§ Request: Format the lines from the line with "194 with a bounding box." to the line with "[124,443,159,484]" as a Markdown table with the columns Row and Line. Number the rows and leave out any blank lines.

§ Box annotations for photos:
============================================================

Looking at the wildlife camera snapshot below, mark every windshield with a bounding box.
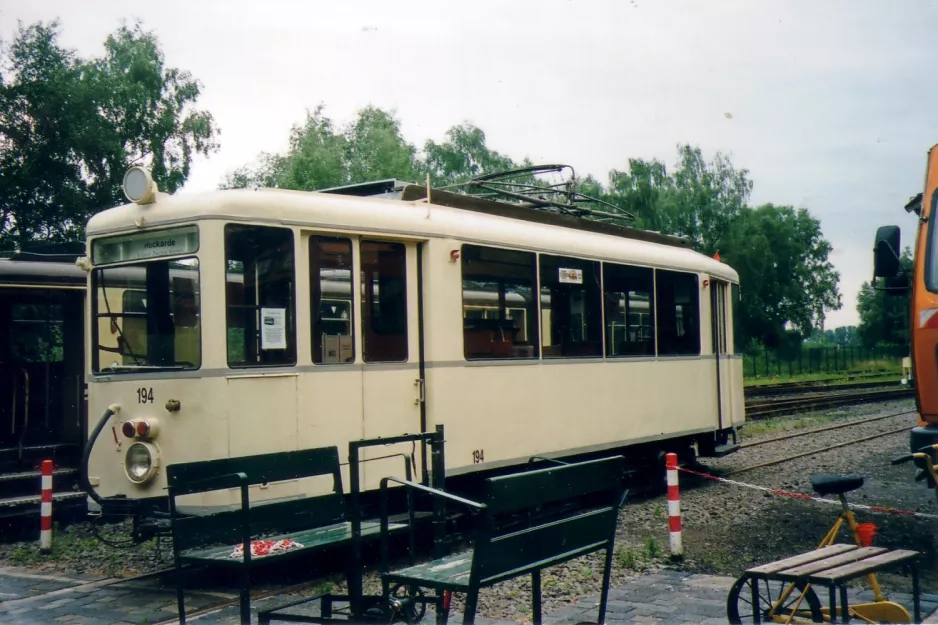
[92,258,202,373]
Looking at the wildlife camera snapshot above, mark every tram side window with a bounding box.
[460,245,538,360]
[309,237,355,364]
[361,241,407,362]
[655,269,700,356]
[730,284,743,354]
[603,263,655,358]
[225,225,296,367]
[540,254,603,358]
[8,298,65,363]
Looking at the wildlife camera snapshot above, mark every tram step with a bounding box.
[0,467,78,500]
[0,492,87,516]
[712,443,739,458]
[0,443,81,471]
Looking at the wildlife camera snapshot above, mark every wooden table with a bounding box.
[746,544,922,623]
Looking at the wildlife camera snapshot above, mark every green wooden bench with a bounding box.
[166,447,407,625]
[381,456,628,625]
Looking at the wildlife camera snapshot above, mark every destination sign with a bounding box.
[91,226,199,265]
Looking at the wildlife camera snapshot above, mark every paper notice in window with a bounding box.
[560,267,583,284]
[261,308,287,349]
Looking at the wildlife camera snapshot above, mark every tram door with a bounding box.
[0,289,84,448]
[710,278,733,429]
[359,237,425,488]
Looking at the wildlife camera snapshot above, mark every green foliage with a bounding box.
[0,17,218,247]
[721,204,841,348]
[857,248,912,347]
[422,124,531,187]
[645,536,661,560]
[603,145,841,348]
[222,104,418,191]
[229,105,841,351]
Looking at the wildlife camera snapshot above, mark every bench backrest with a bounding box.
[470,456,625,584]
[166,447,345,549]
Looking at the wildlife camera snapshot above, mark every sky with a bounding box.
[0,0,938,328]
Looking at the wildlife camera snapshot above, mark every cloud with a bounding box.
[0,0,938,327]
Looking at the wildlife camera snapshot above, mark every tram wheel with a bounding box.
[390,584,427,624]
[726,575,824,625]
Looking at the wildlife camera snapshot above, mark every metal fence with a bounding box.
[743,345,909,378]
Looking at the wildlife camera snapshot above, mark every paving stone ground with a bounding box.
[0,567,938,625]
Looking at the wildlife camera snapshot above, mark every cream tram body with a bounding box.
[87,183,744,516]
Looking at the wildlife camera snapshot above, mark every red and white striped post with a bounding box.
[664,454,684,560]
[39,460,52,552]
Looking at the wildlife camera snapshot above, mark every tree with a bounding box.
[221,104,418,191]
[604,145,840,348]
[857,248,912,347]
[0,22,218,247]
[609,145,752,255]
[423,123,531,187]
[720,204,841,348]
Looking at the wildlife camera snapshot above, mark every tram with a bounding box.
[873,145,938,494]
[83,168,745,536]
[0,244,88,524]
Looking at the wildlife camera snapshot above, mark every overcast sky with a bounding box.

============================================================

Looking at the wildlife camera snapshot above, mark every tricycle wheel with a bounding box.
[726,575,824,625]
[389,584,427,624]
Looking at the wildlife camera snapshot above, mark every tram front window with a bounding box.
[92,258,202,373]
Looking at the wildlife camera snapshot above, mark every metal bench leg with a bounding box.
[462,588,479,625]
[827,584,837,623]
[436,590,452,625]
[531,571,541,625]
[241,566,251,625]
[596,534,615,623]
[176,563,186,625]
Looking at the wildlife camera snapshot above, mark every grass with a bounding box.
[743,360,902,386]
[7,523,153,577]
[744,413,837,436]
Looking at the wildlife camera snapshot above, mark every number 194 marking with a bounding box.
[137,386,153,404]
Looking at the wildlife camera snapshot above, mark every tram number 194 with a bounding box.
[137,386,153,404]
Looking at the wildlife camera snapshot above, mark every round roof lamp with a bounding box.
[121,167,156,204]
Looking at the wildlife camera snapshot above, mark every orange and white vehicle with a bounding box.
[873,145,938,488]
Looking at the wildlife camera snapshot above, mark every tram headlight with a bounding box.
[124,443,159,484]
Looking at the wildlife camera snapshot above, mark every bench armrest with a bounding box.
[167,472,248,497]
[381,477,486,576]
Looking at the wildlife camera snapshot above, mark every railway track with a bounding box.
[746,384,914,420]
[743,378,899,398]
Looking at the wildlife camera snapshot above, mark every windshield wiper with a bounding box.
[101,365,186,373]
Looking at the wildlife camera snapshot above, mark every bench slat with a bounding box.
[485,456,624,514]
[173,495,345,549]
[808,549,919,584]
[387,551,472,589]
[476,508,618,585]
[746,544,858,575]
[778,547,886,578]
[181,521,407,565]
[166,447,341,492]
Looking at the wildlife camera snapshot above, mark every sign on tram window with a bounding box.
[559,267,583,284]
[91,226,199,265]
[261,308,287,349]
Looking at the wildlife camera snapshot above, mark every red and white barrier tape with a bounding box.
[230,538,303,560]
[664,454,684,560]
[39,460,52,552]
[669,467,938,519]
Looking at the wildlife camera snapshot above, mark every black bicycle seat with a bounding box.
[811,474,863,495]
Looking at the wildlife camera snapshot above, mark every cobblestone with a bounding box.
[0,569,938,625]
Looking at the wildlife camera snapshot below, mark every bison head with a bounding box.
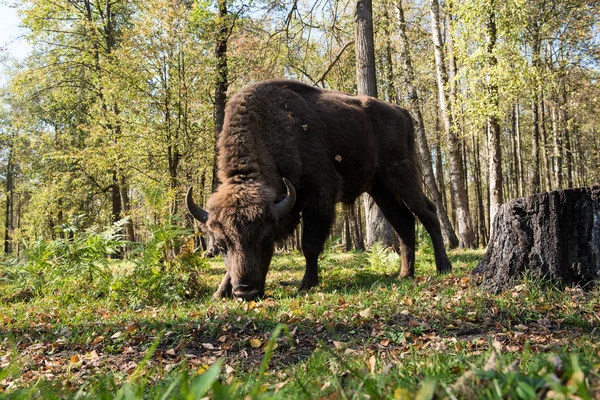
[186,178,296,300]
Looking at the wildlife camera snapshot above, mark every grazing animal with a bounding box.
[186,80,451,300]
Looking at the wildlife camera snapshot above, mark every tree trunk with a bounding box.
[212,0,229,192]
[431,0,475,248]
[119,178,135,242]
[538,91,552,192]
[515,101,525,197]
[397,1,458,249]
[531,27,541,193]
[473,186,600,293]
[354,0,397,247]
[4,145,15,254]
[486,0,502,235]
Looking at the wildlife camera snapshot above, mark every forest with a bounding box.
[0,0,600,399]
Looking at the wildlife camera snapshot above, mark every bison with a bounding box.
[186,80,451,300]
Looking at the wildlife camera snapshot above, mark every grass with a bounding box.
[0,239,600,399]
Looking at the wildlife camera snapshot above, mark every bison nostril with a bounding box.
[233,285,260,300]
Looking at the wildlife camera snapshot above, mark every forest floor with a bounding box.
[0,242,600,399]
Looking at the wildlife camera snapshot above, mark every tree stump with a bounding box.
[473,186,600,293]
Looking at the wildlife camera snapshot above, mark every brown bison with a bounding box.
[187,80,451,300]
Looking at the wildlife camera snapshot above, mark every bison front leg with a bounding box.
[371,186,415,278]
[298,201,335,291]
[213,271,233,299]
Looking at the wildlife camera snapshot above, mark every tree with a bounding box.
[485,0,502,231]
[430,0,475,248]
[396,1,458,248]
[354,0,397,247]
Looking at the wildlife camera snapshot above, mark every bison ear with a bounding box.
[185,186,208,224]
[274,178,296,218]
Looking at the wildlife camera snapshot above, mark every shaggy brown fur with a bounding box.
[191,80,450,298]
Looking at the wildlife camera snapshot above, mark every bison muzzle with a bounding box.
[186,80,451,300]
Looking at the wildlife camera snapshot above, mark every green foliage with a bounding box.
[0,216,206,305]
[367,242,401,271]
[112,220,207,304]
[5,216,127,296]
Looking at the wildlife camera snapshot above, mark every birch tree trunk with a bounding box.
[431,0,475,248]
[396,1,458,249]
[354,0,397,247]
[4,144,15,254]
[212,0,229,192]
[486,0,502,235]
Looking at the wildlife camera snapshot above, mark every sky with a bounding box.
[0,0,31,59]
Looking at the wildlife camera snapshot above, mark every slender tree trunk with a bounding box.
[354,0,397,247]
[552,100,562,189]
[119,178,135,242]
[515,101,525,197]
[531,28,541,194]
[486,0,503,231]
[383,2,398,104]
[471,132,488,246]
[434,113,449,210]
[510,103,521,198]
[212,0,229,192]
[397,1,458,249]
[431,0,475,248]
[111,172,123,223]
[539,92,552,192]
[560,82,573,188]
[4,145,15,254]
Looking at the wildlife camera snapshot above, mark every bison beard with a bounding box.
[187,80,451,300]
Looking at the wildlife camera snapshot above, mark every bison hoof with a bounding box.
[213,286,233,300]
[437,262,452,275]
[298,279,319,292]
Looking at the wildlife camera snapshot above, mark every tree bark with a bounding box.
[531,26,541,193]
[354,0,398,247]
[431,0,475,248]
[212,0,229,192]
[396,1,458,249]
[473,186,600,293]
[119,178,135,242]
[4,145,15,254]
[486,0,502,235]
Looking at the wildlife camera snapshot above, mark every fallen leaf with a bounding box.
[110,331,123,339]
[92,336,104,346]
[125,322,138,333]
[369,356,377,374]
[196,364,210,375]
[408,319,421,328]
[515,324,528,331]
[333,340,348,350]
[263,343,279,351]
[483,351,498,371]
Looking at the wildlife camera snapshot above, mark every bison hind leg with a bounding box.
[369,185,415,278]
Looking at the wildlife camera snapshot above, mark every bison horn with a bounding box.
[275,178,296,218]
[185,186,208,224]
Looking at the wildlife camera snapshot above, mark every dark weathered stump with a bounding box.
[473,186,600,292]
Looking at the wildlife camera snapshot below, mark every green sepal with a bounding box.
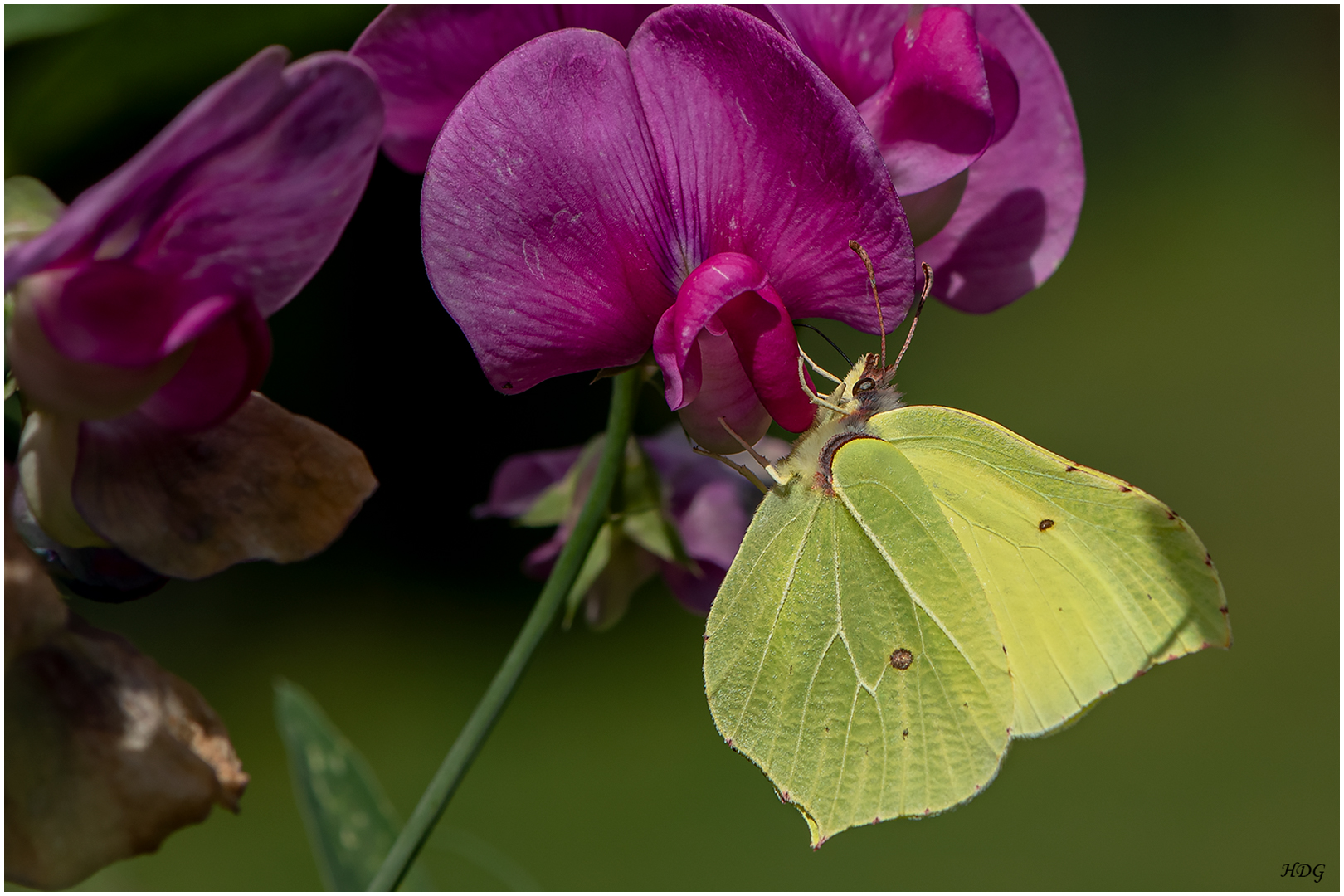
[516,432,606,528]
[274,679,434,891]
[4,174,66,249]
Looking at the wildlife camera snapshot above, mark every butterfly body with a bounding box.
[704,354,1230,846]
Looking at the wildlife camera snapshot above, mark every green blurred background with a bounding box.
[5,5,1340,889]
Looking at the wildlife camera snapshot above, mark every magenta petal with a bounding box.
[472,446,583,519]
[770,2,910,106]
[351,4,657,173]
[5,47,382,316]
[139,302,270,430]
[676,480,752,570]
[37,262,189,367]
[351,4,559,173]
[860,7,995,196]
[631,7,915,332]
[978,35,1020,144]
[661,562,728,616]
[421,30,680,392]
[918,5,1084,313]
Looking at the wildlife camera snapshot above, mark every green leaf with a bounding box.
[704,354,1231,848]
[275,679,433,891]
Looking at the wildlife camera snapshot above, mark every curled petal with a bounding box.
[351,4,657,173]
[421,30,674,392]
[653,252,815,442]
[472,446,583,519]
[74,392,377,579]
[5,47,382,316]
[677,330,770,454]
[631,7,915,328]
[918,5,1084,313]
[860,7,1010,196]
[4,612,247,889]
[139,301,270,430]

============================================================

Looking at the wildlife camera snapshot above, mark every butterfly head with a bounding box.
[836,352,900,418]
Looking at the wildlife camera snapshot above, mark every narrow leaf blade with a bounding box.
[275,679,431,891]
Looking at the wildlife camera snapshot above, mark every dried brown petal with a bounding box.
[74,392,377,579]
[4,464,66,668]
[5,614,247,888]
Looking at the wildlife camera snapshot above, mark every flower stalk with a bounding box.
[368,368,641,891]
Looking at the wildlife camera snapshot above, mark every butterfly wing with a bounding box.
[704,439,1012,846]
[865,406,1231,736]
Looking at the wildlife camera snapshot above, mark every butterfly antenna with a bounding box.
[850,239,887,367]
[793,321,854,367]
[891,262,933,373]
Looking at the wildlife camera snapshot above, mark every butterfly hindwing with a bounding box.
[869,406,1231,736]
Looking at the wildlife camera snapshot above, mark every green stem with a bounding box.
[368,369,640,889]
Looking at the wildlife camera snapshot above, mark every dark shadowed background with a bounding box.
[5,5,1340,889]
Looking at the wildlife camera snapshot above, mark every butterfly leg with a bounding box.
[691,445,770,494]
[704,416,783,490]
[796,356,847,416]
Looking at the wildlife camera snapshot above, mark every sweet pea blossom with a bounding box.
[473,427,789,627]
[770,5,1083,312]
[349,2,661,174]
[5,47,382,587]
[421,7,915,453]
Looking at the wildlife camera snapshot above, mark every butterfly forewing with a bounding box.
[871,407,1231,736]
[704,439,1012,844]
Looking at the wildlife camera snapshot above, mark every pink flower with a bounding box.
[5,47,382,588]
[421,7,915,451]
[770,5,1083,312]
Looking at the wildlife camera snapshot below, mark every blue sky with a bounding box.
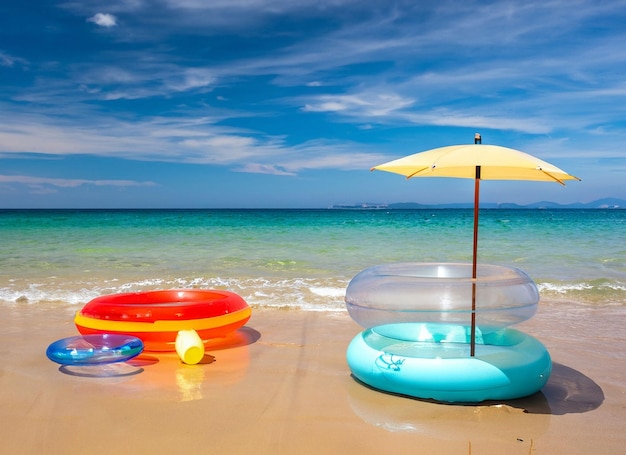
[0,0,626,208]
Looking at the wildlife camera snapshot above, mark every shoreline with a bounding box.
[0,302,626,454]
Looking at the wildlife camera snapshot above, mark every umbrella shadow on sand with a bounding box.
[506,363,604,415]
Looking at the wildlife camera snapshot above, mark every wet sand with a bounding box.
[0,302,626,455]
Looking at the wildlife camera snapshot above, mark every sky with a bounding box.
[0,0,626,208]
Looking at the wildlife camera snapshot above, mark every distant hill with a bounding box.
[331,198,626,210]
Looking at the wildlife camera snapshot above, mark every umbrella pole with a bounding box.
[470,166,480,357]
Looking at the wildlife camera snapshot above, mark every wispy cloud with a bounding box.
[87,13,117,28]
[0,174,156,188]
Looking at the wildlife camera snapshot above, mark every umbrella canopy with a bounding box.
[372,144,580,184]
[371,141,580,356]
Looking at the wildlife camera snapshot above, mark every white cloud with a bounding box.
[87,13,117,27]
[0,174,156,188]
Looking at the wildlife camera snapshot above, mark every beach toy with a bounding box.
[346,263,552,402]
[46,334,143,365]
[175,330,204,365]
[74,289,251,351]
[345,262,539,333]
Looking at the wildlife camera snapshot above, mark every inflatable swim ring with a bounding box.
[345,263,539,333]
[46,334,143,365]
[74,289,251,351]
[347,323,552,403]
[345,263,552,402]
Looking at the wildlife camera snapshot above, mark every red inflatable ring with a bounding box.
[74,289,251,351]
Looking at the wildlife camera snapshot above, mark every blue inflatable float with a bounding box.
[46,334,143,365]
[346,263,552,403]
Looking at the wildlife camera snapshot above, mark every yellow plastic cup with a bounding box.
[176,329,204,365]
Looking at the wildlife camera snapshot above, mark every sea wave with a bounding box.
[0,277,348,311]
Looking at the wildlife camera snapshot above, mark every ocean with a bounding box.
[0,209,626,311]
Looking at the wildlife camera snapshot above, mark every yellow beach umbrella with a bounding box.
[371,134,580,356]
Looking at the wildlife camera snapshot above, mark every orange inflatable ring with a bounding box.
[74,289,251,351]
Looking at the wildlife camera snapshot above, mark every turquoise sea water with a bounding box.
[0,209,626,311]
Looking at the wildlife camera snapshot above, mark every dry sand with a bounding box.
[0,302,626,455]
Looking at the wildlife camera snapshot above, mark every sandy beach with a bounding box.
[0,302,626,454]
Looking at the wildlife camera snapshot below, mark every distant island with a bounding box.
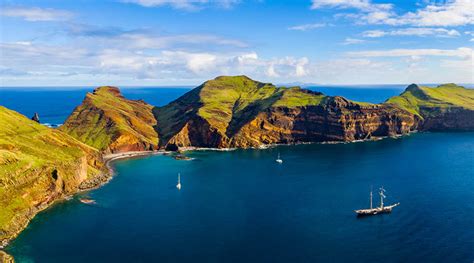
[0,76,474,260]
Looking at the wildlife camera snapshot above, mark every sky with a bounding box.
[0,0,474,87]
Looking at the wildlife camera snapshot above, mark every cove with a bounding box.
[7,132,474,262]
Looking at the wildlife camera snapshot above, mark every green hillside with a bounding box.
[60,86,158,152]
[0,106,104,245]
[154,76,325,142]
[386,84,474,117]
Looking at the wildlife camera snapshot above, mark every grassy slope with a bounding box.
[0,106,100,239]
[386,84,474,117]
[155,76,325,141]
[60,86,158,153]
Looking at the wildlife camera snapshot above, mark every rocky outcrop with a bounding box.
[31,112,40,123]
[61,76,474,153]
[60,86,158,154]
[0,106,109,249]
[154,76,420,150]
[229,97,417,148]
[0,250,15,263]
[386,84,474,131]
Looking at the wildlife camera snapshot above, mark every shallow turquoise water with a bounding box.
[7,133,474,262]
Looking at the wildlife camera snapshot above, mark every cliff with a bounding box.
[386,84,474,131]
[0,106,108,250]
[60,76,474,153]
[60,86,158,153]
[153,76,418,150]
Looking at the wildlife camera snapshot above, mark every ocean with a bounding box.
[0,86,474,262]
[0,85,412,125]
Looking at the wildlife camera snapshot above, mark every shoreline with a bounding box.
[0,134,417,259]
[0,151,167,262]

============================================================

§ Solved exercise:
| Row | Line |
|---|---|
| 1 | Looking at the wildlife camera snapshot above, mark every tram number 194 with a bounding box. |
| 2 | [137,386,153,404] |
| 3 | Looking at the wildlife camera snapshot above, mark every round roof lamp with a bounding box. |
| 4 | [121,167,156,204] |
| 5 | Looking at the wildlife camera snapshot above, mark every orange and white vehicle with a bounding box. |
| 6 | [873,145,938,488] |
| 7 | Looking at the wildlife camera snapshot above, mark every tram headlight with a bounding box. |
| 8 | [124,443,159,484] |